Data for this exercise START

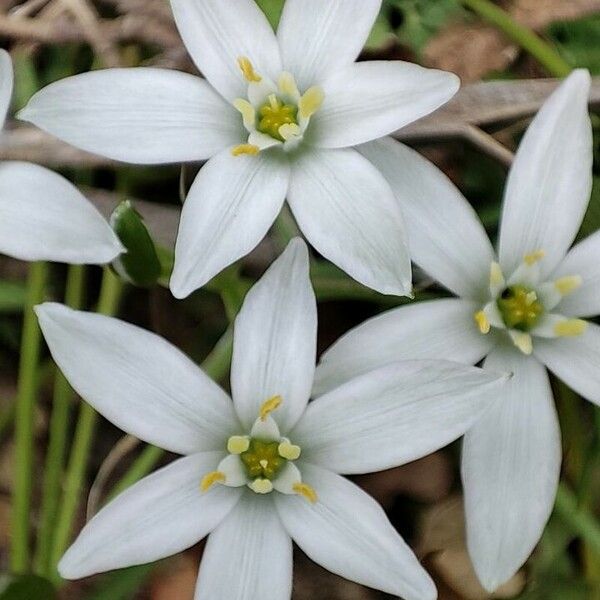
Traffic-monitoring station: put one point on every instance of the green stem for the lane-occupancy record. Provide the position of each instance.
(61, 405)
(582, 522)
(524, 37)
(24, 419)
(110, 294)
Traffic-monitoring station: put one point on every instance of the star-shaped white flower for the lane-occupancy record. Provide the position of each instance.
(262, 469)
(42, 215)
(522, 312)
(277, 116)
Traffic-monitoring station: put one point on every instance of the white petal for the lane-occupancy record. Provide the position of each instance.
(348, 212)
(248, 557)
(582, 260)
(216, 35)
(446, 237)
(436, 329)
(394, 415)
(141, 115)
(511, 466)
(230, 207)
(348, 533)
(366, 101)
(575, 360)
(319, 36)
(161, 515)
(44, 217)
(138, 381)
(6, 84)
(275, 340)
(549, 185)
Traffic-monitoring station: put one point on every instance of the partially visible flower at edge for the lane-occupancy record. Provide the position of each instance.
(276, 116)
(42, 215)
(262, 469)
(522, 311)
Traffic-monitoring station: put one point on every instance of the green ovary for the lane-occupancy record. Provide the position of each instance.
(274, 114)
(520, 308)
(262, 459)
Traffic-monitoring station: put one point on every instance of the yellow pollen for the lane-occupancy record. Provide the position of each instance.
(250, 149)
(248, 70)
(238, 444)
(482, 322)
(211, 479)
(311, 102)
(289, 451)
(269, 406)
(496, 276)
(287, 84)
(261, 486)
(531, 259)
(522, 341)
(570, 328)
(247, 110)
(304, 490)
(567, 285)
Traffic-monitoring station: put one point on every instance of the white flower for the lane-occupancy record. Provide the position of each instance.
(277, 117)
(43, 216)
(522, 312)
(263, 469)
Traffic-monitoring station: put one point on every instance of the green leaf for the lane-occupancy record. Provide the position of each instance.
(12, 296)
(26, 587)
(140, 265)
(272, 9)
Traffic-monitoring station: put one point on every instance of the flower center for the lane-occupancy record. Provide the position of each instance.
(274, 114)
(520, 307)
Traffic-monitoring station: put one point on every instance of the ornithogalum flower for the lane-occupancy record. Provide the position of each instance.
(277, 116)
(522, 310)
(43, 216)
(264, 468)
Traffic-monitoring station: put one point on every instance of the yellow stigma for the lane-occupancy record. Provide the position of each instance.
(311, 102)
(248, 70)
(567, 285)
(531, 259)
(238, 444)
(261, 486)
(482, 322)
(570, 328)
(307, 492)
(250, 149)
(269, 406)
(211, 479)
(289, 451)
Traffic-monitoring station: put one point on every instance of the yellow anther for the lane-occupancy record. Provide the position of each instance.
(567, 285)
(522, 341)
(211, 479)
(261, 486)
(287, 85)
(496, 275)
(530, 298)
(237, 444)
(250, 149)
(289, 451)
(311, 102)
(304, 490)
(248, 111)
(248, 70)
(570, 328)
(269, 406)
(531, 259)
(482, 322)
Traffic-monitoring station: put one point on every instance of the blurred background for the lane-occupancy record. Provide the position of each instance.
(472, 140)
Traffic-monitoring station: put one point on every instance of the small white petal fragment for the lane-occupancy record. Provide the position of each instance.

Data for this exercise END

_What the exercise asks_. Print the listing exactly. No pictures belong in the copy.

_Problem solution_.
Traffic-monitoring station: put one point on every instance of the green stem for the lane-occupancy record. Provide the position of each instance.
(61, 405)
(582, 522)
(524, 37)
(24, 419)
(110, 294)
Traffic-monitoring station: put one point on every instance of the star-shaped white flower for the lane-occupancy record. Provide the position of each instance.
(262, 469)
(42, 215)
(522, 312)
(277, 116)
Traffic-monitoring station: put one point on every instance of the white petal for the lane-occupancy record. Provide the position of each instance.
(348, 212)
(248, 557)
(582, 260)
(216, 35)
(446, 237)
(436, 329)
(394, 415)
(141, 115)
(511, 466)
(230, 207)
(348, 533)
(366, 101)
(575, 360)
(319, 36)
(161, 515)
(44, 217)
(138, 381)
(6, 84)
(275, 340)
(549, 185)
Traffic-monitoring station: put one point on every instance of the partially visible flower at edge for the lane-occupancy record. Provide the position of each instance.
(276, 116)
(42, 215)
(262, 469)
(522, 311)
Traffic-monitoring station: put one point on every instance of the green ovary for the lane-occupancy record. Provide the position of each instance.
(274, 114)
(520, 308)
(262, 459)
Traffic-monitoring station: put one point on every instance of the yellow pollen for the lane-occupancy record. Provide the position of each instance.
(250, 149)
(248, 70)
(238, 444)
(482, 322)
(211, 479)
(311, 102)
(289, 451)
(269, 406)
(496, 276)
(287, 84)
(261, 486)
(531, 259)
(522, 341)
(570, 328)
(247, 110)
(304, 490)
(567, 285)
Traffic-monitoring station: put one point on every instance of the white flower for the lane-occupancy record. Provide the position of each instance.
(277, 117)
(43, 216)
(522, 312)
(263, 469)
Traffic-monitoring station: put one point on every instance of the green leaf for the lane-occupancy record. Provide the position of each instance.
(12, 296)
(26, 587)
(140, 265)
(272, 9)
Traffic-monitoring station: put one point on every instance of the flower center for the lane-occupancy record. Provide the position of each instance.
(274, 114)
(520, 307)
Traffic-monitoring station: put one point on every instance of the ornithogalum flower for the lane-occupancy record. Provide the position of each instance.
(277, 116)
(522, 310)
(43, 216)
(264, 468)
Traffic-monitoring station: put one point on every instance of the yellow stigma for the lane-occupancy record. Provide the position of each instance.
(311, 102)
(248, 70)
(567, 285)
(531, 259)
(238, 444)
(261, 486)
(482, 322)
(570, 328)
(307, 492)
(250, 149)
(269, 406)
(211, 479)
(289, 451)
Traffic-monitoring station: put one point on every instance of the yellow anther for the lane-occupancy record. Provide the position of each instance.
(567, 285)
(522, 341)
(211, 479)
(261, 486)
(287, 85)
(496, 275)
(530, 298)
(237, 444)
(250, 149)
(289, 451)
(311, 102)
(304, 490)
(248, 111)
(248, 70)
(570, 328)
(269, 406)
(531, 259)
(482, 322)
Traffic-monitoring station: put one point on every instance of the blurred background for the lane-occupancy record. Provide the position of each instance.
(472, 140)
Traffic-monitoring station: put one point on every instance of the small white petal fragment for the lane-occupancy record. Provide the position of each instance.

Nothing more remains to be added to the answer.